-- YOUR GOAL --
Under this task are some entries; return every one of them exactly.
━━━━━ LISTED RECORDS ━━━━━
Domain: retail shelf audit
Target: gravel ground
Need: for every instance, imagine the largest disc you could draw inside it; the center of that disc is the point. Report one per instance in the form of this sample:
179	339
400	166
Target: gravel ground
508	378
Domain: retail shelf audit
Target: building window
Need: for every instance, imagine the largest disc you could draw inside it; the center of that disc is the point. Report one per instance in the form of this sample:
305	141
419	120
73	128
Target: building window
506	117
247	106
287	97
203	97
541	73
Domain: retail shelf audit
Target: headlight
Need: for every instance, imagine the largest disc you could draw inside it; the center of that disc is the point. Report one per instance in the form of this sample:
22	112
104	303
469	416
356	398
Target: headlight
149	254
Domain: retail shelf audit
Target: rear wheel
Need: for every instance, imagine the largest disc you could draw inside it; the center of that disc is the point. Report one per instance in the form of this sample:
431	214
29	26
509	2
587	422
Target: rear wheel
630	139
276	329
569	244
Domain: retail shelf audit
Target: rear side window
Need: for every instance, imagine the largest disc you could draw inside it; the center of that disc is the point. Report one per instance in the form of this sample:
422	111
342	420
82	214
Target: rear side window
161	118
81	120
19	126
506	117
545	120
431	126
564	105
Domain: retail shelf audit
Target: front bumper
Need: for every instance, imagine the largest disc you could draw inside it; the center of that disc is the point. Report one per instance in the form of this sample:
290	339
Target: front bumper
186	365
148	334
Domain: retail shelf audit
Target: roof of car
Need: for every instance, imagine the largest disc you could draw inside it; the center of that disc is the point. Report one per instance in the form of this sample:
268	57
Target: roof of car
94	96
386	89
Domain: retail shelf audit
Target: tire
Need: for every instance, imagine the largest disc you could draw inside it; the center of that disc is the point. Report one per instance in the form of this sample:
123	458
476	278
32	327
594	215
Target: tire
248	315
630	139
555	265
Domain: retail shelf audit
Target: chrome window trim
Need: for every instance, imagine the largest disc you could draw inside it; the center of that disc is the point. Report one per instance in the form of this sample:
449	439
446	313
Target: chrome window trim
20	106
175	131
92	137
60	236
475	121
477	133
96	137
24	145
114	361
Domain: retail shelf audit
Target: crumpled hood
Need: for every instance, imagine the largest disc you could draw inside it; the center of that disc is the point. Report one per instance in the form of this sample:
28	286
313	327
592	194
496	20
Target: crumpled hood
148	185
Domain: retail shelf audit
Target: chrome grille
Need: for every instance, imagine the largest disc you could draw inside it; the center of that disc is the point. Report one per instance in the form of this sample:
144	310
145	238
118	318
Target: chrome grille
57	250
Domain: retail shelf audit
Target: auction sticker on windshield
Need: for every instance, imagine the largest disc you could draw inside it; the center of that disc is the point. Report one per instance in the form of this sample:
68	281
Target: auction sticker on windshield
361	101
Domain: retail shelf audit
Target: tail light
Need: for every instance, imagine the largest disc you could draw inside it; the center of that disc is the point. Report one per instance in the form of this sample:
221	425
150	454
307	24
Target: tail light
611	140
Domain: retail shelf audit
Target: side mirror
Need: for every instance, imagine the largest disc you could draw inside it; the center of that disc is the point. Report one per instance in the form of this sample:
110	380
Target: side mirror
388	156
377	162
━━━━━
-- EXPECTED ANSWER --
Domain: retail shelf audit
Target: gravel ground
Need: for every instance, imagine the largest disc you could draw inside it; the center of that disc is the point. Report one per instance in the form of this sample:
179	339
400	166
Target: gravel ground
508	378
Domain: retail shelf audit
Target: building window
Need: for every instance, imagine the largest disc you could draw inside it; the center of that disc is the point. Report one per instance in the form of this sample:
305	141
419	120
73	128
Target: building window
506	117
247	106
287	97
203	97
541	73
Domain: retail shelf audit
Target: headlight
Need: for every instance, imagine the largest disc you could draw inside it; the center of that disc is the point. Report one per instance in the form of this sample:
22	112
104	303
469	416
356	398
Target: headlight
149	254
Domain: retail shelf audit
Target: rear wheel
Need: for every instance, imagine the largest disc you could draw inside it; the center of that disc is the point. Report one per instance in the form of this sample:
431	214
29	26
509	2
587	422
Target: rear wheel
630	139
276	329
569	244
Domain: retail shelf audit
Target: rear side window
Need: for every instance, imagine the largest disc you could draw inside it; the center of that disc is the point. Report one per instance in the form of this sample:
422	111
342	420
82	214
Target: rear side window
161	118
81	120
19	126
506	117
545	120
431	126
564	105
Domain: retail shelf audit
Target: front bumper
Need: for every instance, imagine the largest disc you could draw inside it; the center of that disc is the point. Report one per instance in the form of this sample:
290	339
Target: front bumper
186	365
148	334
Domain: retail shelf audit
Target: roof of car
Need: for every instance, imagine the largest disc you could draw inside it; the center of that disc is the point. Report one per instance in the form of this sample:
268	57
Target: roof of car
94	96
386	89
Domain: retail shelf audit
Target: tire
Need: for every instance, imagine the largest disc you could draw inside it; the center of that disc is the point. Report one per instance in the form of this sample:
123	458
476	278
32	327
594	215
Target: tire
248	315
630	139
555	265
Domain: retail shelf audit
Target: chrome window trim
Need: for every instance, imagine the largest disc you could draw inside it; the center of that disc is the point. Report one per instance in the form of this sample:
449	439
446	313
Target: chrome window trim
20	106
175	131
92	137
60	236
475	121
477	133
96	137
24	145
114	361
Domain: retail shelf audit
Target: crumpled hood
Need: for every instance, imagine the largest disc you could draw inside it; the center of that disc is the point. Report one per instance in the form of this sample:
28	286
313	327
592	194
496	20
Target: crumpled hood
148	185
Domain: retail shelf audit
Target: chrome grille
Need: for every instance, imagine the largest disc you could draw inside it; the center of that disc is the point. Report one per instance in the form of this sample:
144	310
145	238
118	318
Target: chrome grille
57	250
Domain: retail shelf audit
Target: auction sticker on windshield
Need: for every instance, imagine the largest disc you could draw inside it; the center of that disc is the point. Report one per instance in the form of this sample:
68	281
Target: auction sticker on windshield
361	101
Domain: retail shelf audit
Target: tail light
Need: for every instance, imagine the largest disc you could draw inside it; the center of that disc is the point. Report one per instance in the form of this sample:
221	425
150	454
307	24
Target: tail light
611	140
Domain: retail shelf audit
Target: side mirror
Need: for every instance, imagine the largest disc you could draw inside it; the center of that disc is the point. Report one per instance in the form of this sample:
110	380
Target: side mirror
388	156
377	162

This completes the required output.